◆ Exercise goal: From the post about a study of autosomal DNA in Ireland and Britain, list the measures that the study aimed to describe statistically.

◆ Text section:
Over a year ago, there appeared one of the few studies of autosomal DNA in Ireland and Britain. If you have English/Welsh, Irish, northern Irish, Highlands Scottish, Lowlands Scottish or Swedish matches, you will want to read this post. Here is the original article and abstract.
Population structure and genome-wide patterns of variation in Ireland and Britain.
Located off the northwestern coast of the European mainland, Britain and Ireland were among the last regions of Europe to be colonized by modern humans after the last glacial maximum. Further, the geographical location of Britain, and in particular of Ireland, is such that the impact of historical migration has been minimal. Genetic diversity studies applying the Y chromosome and mitochondrial systems have indicated reduced diversity and an increased population structure across Britain and Ireland relative to the European mainland. Such characteristics would have implications for genetic mapping studies of complex disease. We set out to further our understanding of the genetic architecture of the region from the perspective of (i) population structure, (ii) linkage disequilibrium (LD), (iii) homozygosity and (iv) haplotype diversity (HD). Analysis was conducted on 3654 individuals from Ireland, Britain (with regional sampling in Scotland), Bulgaria, Portugal, Sweden and the Utah HapMap collection. Our results indicate a subtle but clear genetic structure across Britain and Ireland, although levels of structure were reduced in comparison with average cross-European structure. We observed slightly elevated levels of LD and homozygosity in the Irish population compared with neighbouring European populations. We also report on a cline of HD across Europe with greatest levels in southern populations and lowest levels in Ireland and Scotland. These results are consistent with our understanding of the population history of Europe and promote Ireland and Scotland as relatively homogenous resources for genetic mapping of rare variants.
Though the focus was on genome-wide association studies (GWAS) and linkage disequilibrium, or medical aspects of DNA, this study was groundbreaking in using supercomputing and has enormous implications for the history of the British Isles. It used data from over 3,000 individuals from seven populations:
6. South/Southeast England
Data came from several sources: the International Schizophrenia Consortium, Wellcome Trust Cast Control Consortium 1958 Birth Control Data set, Utah European ancestry population (CEU) and HapMap project.
The study aimed to describe, statistically, four measures of the Irish and English populations:
1. Population structure
2. Linkage disequilibrium, with consequences for the study of common Irish and English genetic disorders
3. ROH, or runs of homozygosity, essentially a reflection of inbreeding and the remoteness of a population
4. Haplotype diversity (based on SNPs in atDNA)

◆ Record extracts:
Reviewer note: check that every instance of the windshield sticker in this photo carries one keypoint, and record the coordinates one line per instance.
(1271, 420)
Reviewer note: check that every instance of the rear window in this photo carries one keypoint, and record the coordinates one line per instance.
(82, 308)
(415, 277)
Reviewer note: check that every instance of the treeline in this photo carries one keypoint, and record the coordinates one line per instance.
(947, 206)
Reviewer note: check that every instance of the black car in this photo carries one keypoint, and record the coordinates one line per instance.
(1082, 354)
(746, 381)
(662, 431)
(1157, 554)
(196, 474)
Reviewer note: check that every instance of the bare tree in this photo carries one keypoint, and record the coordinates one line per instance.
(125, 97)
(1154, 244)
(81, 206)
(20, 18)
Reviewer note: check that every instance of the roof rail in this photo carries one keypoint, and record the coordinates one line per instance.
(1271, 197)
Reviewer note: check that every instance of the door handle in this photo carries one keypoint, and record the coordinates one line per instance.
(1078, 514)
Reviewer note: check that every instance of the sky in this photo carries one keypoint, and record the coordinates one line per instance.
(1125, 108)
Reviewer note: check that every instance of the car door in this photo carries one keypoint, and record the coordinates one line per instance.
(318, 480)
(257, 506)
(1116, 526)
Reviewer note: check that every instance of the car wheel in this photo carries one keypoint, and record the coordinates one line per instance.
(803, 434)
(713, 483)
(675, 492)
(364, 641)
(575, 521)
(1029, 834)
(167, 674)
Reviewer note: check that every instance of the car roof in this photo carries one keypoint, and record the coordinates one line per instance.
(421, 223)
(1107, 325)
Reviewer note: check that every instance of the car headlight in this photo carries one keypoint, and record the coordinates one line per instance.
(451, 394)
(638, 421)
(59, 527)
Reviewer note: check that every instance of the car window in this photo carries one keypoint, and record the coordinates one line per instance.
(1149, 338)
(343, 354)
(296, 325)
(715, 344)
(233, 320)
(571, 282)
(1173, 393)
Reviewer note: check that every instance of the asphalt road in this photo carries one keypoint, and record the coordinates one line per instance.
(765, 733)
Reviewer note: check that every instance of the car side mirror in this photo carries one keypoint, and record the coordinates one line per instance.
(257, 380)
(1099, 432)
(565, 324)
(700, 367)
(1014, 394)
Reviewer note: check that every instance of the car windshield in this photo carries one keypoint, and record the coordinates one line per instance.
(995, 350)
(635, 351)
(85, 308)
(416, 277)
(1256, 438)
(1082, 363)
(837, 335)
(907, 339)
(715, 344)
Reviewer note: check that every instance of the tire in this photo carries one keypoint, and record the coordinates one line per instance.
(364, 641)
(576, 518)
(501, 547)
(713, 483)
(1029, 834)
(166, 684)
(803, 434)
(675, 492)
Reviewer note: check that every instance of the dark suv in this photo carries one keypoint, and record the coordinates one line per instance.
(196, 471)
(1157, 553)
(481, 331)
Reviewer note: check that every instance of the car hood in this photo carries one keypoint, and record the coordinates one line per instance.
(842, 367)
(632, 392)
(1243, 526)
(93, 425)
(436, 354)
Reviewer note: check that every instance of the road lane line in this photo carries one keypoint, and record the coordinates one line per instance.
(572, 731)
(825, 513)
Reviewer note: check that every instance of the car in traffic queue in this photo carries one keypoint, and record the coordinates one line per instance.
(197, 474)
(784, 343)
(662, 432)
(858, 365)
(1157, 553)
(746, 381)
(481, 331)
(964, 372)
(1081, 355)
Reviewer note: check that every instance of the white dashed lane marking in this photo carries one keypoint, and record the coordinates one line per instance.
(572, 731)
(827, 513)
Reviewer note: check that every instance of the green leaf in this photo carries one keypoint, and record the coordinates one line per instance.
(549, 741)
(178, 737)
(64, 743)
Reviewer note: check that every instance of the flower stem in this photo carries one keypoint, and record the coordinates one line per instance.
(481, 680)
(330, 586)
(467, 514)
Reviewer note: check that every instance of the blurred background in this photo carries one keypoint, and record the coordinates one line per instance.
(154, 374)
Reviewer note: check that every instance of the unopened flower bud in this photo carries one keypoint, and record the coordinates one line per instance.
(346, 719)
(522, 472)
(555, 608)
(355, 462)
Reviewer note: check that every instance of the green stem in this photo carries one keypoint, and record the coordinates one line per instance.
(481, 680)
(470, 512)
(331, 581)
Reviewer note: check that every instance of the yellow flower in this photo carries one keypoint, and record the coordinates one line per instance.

◆ Expected answer:
1. Population structure
2. Linkage disequilibrium
3. ROH (runs of homozygosity)
4. Haplotype diversity